**WHAT IS REQUIRED:**
Report every line of the material that contains the word "brown", copying each one in full.

[start]

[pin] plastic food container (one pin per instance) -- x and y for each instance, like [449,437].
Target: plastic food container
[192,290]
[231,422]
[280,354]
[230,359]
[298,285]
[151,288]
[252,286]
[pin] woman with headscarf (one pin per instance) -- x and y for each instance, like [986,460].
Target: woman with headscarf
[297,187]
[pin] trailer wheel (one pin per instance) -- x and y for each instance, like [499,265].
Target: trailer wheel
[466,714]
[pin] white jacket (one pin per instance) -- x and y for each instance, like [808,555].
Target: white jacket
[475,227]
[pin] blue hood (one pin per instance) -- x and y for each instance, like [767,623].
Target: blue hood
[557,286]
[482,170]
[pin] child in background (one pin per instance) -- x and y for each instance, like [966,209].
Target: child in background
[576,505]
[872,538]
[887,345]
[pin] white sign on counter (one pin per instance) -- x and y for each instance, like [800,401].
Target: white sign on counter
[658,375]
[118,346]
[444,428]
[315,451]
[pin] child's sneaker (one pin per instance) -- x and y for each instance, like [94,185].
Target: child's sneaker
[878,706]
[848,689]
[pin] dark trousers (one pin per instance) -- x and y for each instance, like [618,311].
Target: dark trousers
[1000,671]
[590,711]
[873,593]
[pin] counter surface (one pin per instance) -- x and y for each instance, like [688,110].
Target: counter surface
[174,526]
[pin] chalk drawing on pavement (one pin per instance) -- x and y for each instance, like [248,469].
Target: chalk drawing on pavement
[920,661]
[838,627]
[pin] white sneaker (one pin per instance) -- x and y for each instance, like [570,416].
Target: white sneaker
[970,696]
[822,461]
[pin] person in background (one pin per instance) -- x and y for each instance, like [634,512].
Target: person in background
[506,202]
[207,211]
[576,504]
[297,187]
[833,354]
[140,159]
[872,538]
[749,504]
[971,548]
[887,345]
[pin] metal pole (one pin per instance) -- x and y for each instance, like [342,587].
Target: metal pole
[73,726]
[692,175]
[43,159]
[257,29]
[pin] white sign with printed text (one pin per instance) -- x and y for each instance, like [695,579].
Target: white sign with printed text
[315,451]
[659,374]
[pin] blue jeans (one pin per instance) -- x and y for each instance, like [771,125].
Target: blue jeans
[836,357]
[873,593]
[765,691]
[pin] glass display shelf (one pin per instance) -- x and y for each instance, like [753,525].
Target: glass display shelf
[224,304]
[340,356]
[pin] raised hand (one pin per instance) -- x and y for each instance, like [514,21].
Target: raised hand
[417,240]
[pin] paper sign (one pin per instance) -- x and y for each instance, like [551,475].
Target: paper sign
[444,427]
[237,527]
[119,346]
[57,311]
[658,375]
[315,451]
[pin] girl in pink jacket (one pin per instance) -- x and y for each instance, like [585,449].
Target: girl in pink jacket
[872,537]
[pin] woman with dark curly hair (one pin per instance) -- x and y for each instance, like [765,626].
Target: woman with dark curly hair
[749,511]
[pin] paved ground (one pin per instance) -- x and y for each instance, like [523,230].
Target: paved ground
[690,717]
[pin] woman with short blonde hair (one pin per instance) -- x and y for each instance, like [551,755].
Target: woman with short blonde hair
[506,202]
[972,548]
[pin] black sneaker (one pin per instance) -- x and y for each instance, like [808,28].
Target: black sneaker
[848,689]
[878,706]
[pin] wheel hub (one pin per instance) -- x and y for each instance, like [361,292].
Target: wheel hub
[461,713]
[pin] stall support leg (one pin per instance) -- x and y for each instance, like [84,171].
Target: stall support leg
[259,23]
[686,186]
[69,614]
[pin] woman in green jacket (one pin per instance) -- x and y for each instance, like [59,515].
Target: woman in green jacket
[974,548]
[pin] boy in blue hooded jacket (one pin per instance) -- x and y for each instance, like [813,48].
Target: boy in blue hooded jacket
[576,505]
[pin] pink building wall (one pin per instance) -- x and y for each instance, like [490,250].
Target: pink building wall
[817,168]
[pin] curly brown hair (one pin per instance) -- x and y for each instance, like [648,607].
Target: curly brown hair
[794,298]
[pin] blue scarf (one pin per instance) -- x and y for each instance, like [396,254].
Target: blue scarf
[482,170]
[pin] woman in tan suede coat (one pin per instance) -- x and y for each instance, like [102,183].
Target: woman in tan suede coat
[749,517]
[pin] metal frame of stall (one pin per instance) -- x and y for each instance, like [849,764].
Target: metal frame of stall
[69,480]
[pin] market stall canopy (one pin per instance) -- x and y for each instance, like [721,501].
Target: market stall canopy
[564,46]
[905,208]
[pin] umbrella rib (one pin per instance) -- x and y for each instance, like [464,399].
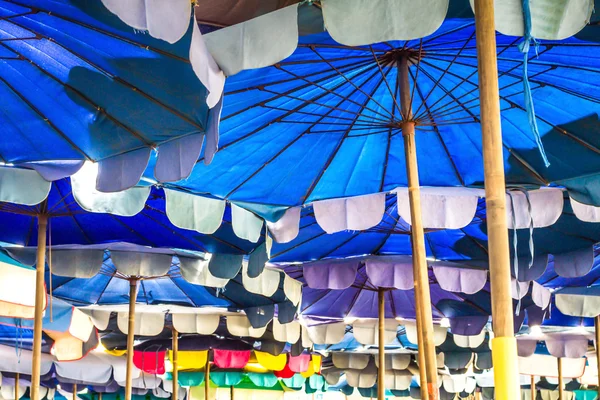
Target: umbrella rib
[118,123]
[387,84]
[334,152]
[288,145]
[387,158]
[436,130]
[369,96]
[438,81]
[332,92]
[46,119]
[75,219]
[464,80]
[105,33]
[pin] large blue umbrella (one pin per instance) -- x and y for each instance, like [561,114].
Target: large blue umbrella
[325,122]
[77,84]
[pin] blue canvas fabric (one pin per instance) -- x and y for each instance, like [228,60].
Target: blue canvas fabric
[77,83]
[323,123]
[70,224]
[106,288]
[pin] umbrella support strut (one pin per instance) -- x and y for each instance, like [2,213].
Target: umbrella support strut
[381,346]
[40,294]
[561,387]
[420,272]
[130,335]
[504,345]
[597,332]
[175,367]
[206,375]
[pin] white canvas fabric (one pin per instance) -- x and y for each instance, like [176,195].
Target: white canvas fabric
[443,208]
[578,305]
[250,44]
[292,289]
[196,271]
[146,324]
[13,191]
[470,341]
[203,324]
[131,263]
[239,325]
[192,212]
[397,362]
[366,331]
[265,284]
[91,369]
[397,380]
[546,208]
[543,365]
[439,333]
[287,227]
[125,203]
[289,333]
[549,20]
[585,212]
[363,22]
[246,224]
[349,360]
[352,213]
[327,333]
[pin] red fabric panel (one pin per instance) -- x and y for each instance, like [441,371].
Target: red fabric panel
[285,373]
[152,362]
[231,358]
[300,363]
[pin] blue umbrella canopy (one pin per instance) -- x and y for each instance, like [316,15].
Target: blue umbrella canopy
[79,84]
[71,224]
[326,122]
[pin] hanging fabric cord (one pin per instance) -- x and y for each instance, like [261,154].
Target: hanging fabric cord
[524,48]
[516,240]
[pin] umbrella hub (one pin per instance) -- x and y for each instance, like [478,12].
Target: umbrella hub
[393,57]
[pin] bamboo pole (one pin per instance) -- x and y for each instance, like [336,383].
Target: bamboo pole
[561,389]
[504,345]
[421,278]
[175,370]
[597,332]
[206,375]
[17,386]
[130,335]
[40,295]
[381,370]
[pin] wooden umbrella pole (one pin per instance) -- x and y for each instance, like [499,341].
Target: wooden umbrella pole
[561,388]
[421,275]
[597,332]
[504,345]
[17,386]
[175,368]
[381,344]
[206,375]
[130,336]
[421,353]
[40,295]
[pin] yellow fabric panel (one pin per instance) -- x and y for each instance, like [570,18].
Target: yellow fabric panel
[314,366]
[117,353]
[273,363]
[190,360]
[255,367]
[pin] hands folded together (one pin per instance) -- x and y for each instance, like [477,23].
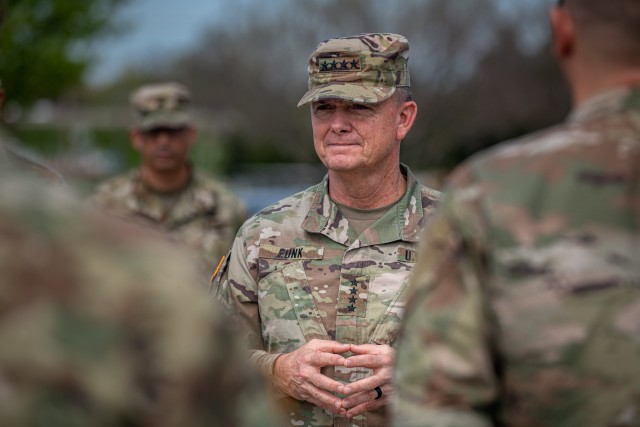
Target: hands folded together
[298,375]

[end]
[start]

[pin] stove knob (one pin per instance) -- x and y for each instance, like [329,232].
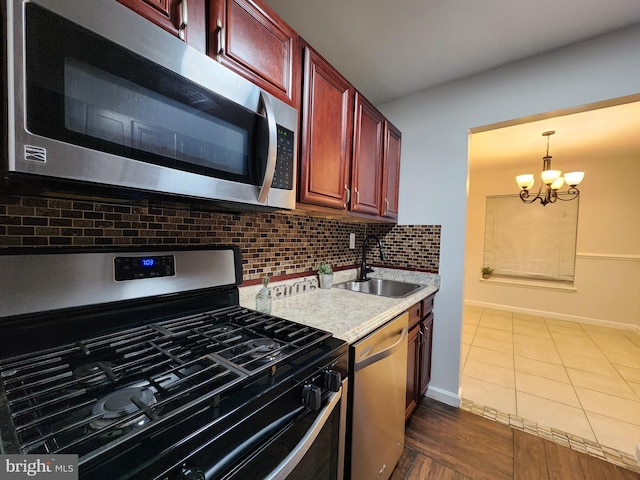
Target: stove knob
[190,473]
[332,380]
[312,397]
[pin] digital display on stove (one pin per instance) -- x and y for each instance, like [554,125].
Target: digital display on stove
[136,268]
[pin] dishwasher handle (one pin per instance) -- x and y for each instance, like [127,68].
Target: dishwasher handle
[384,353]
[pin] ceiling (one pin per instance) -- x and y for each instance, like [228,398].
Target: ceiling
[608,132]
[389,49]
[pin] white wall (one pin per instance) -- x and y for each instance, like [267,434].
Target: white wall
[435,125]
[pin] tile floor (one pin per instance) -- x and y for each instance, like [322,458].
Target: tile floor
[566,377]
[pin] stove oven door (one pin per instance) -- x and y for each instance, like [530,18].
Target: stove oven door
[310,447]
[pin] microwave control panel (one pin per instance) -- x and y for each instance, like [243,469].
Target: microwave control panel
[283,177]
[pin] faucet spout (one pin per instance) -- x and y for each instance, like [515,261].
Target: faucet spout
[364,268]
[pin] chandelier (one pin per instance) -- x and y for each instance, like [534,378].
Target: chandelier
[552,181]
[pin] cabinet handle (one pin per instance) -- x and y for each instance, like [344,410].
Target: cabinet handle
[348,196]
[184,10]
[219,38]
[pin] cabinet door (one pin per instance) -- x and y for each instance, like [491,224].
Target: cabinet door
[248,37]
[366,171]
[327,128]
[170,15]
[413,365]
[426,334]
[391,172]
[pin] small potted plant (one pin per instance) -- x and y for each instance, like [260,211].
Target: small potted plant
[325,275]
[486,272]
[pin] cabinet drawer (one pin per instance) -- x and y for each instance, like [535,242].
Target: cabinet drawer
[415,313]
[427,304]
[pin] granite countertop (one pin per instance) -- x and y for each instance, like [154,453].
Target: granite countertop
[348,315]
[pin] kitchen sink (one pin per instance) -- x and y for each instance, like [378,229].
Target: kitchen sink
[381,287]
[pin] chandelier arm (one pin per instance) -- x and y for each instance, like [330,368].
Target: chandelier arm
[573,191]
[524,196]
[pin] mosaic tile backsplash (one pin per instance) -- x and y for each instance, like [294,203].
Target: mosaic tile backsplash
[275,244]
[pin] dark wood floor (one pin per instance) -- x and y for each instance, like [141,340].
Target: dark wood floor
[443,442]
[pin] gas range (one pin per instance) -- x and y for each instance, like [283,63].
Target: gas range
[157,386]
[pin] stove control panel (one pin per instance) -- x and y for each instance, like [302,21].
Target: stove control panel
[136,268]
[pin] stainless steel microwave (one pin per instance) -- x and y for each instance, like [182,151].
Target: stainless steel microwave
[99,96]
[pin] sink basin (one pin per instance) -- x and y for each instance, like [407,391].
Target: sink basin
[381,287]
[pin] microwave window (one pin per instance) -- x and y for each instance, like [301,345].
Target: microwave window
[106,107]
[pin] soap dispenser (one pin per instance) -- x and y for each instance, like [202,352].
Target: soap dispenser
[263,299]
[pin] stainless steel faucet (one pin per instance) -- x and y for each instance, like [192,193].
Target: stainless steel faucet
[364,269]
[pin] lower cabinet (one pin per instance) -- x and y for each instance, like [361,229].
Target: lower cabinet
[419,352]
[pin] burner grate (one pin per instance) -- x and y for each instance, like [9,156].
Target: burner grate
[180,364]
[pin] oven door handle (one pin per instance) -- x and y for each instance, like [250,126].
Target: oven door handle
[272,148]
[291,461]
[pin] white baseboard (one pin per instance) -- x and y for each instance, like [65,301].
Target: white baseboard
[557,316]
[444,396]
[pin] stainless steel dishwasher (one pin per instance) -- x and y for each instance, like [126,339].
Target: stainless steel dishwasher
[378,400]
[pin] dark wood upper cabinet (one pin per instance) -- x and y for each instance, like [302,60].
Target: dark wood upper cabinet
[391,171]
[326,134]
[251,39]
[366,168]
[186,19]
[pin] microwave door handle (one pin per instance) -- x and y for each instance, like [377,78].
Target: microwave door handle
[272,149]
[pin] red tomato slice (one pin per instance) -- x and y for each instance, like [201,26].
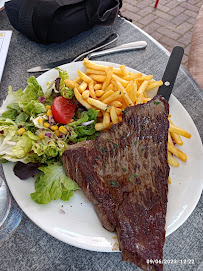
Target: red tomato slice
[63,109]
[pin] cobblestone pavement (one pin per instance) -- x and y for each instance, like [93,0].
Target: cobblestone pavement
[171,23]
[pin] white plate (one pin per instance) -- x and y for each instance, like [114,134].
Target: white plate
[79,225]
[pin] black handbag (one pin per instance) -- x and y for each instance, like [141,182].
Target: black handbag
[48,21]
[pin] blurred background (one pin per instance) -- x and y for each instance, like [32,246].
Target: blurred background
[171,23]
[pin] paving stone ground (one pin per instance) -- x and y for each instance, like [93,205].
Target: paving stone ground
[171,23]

[end]

**OUTPUT OF THE TASK:**
[pin] curly brown hair (one pin per instance) -- x and y for each instance, like [648,607].
Target: curly brown hair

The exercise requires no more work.